# start of GIVEN PASSAGE
3

The following code runs in 45s when using pure Python.

for iteration in range(maxiter):
    for node in range(n):
        for dest in adjacency_list[node]:
            rs[iteration + 1][dest] += beta * rs[iteration][node] / len(adjacency_list[node])

But, by simply initializing rs as a numpy ndarray instead of a python list of lists, the code runs in 145s. I do not really know why numpy takes 3 times as much time with this array indexing.

My idea was to vectorize as much things as possible, but have only managed to vectorize the multiplication of beta/len(adjacency_list[node]). This code runs in 77s.

beta_over_out_degree = np.array([beta / len(al) for al in adjacency_list])
for iteration in range(1, maxiter + 1):
    r_next = np.full(shape=n, fill_value=(1 - beta) / n)
    f = beta_over_out_degree * r
    for i in range(n):
        r_next[adjacency_list[i]] += f[i]

    r = np.copy(r_next)
    rs[iteration] = np.copy(r)

The problem is that adjacency_list is a list of lists with differing column size, with 100 000 rows and 1-15 columns. A more standard approach with an adjacency matrix, at least as a normal ndarray, is not an option, since for n=100 000 its shape of (n,n) is too big to be allocated to memory.

Is there any way to vectorize using its indexes for numpy advanced indexing(maybe turning it into a numpy ndarray)?

I would also greatly appreciate any other speed tips. Thanks in advance!
# end of GIVEN PASSAGE
OBJECTIVE 1: Extract every line of the records below that contains the string "hair".
# start of ENTRIES SHOWN
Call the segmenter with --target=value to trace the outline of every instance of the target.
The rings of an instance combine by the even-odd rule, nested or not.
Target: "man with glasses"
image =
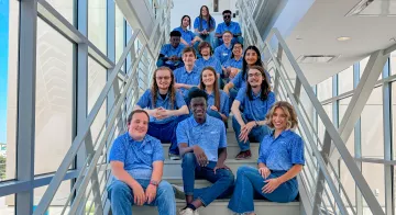
[[[185,45],[180,44],[182,33],[178,31],[170,32],[169,44],[163,45],[160,52],[157,67],[168,67],[175,70],[183,67],[182,50]]]
[[[231,44],[234,44],[237,41],[243,44],[242,32],[239,23],[231,21],[232,12],[230,10],[224,10],[222,15],[224,22],[218,24],[216,29],[213,48],[217,48],[219,45],[223,44],[222,35],[226,31],[231,32],[233,35]]]

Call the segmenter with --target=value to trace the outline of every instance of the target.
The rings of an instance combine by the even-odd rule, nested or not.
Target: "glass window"
[[[382,89],[372,91],[361,115],[362,157],[384,158]]]
[[[88,1],[88,38],[105,55],[107,53],[107,0]]]
[[[15,178],[19,5],[0,1],[0,181]]]
[[[391,75],[396,75],[396,50],[391,53]]]
[[[317,95],[319,102],[332,98],[332,77],[318,83]]]
[[[72,42],[37,19],[35,174],[56,171],[73,142],[73,52]]]
[[[74,2],[70,0],[46,0],[61,15],[74,24]]]
[[[345,70],[338,75],[338,92],[342,94],[344,92],[353,90],[353,66],[348,67]]]
[[[385,210],[385,174],[384,166],[378,163],[362,163],[362,174],[367,181],[371,191],[380,202],[380,205]],[[363,214],[372,214],[363,197]]]

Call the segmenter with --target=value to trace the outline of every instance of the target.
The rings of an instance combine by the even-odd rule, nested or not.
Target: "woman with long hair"
[[[292,104],[276,102],[266,115],[274,131],[260,144],[257,168],[240,167],[228,207],[234,213],[254,215],[253,196],[272,202],[292,202],[298,194],[297,176],[305,165],[302,138],[294,132],[297,115]]]
[[[153,86],[139,99],[134,110],[145,109],[150,115],[147,134],[169,143],[169,158],[178,159],[176,127],[188,117],[188,108],[180,92],[175,88],[175,77],[167,67],[154,71]]]
[[[195,35],[191,31],[191,19],[189,15],[183,15],[180,21],[180,26],[174,29],[173,31],[178,31],[182,33],[180,43],[185,46],[193,46],[196,50],[199,45],[199,42],[202,39]]]
[[[205,67],[200,76],[199,89],[208,94],[207,113],[226,123],[230,113],[229,97],[219,89],[218,84],[216,70],[212,67]]]
[[[212,41],[215,35],[216,21],[209,13],[209,8],[202,5],[199,10],[199,15],[194,21],[194,30],[197,36],[202,41],[210,43],[213,47]]]
[[[224,89],[223,89],[224,92],[230,95],[230,102],[231,102],[230,105],[232,105],[232,102],[235,99],[239,89],[246,86],[246,80],[248,80],[246,72],[248,72],[248,69],[252,66],[263,67],[261,54],[256,46],[249,46],[245,49],[245,52],[243,54],[241,71],[237,73],[237,76],[232,79],[232,81],[230,81],[229,83],[227,83],[224,86]],[[271,82],[270,75],[267,73],[267,71],[265,71],[265,78],[268,82]]]
[[[248,86],[240,89],[231,108],[232,126],[241,148],[235,159],[240,160],[252,156],[250,140],[260,143],[270,133],[265,115],[275,103],[275,94],[271,91],[263,67],[250,67],[246,76]]]

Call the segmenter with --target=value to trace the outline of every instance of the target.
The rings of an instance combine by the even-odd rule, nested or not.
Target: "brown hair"
[[[266,121],[266,124],[268,125],[268,127],[271,127],[271,128],[275,127],[272,122],[272,118],[273,118],[273,115],[274,115],[274,112],[276,109],[282,109],[284,111],[284,113],[286,114],[286,118],[287,118],[286,129],[294,129],[297,127],[298,121],[297,121],[296,111],[294,110],[292,104],[286,101],[275,102],[274,105],[271,108],[267,115],[265,116],[265,121]]]
[[[175,86],[175,77],[174,73],[172,71],[172,69],[169,69],[168,67],[160,67],[157,69],[155,69],[154,75],[153,75],[153,86],[151,88],[151,94],[152,94],[152,100],[153,100],[153,104],[152,108],[155,109],[155,103],[156,103],[156,99],[157,99],[157,92],[158,92],[158,84],[156,82],[156,73],[160,70],[167,70],[170,73],[170,84],[168,88],[168,94],[169,94],[169,104],[170,104],[170,110],[175,109],[174,103],[176,101],[176,89],[174,88]]]
[[[213,82],[213,92],[215,92],[215,106],[220,111],[220,90],[218,88],[218,79],[217,79],[217,73],[216,70],[213,69],[213,67],[204,67],[201,75],[200,75],[200,81],[199,81],[199,89],[205,90],[206,86],[204,83],[204,71],[205,70],[209,70],[211,72],[213,72],[215,76],[215,82]]]

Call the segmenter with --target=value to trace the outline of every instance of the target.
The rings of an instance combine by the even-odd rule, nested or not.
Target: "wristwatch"
[[[155,180],[151,180],[151,181],[150,181],[150,184],[155,185],[155,186],[158,188],[160,182],[157,182],[157,181],[155,181]]]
# end of ENTRIES SHOWN
OBJECTIVE 2: List each distinct NumPy function that is called in the code of the forum question on NumPy indexing speed above.

FULL ANSWER 1:
Target: "woman with long hair"
Target: "brown hair"

FULL ANSWER 2: np.array, np.full, np.copy